Update the items below by replacing every "jersey" with "shirt" and changing nothing else. Leave the pictures out of your answer.
________
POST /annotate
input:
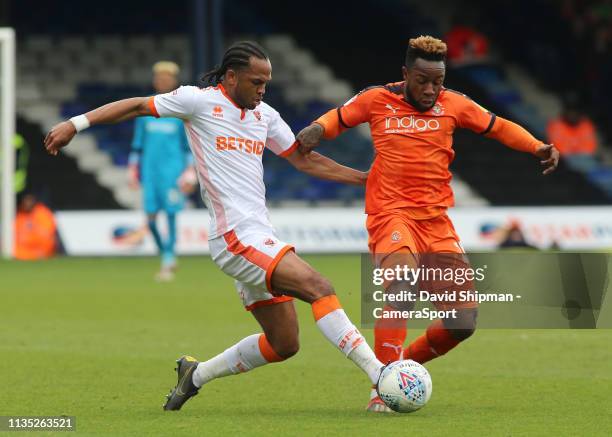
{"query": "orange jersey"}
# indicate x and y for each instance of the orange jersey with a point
(413, 149)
________
_Task result_:
POST /annotate
input:
{"query": "orange shirt"}
# indicate x and y for each instance of the orange shirt with a point
(413, 149)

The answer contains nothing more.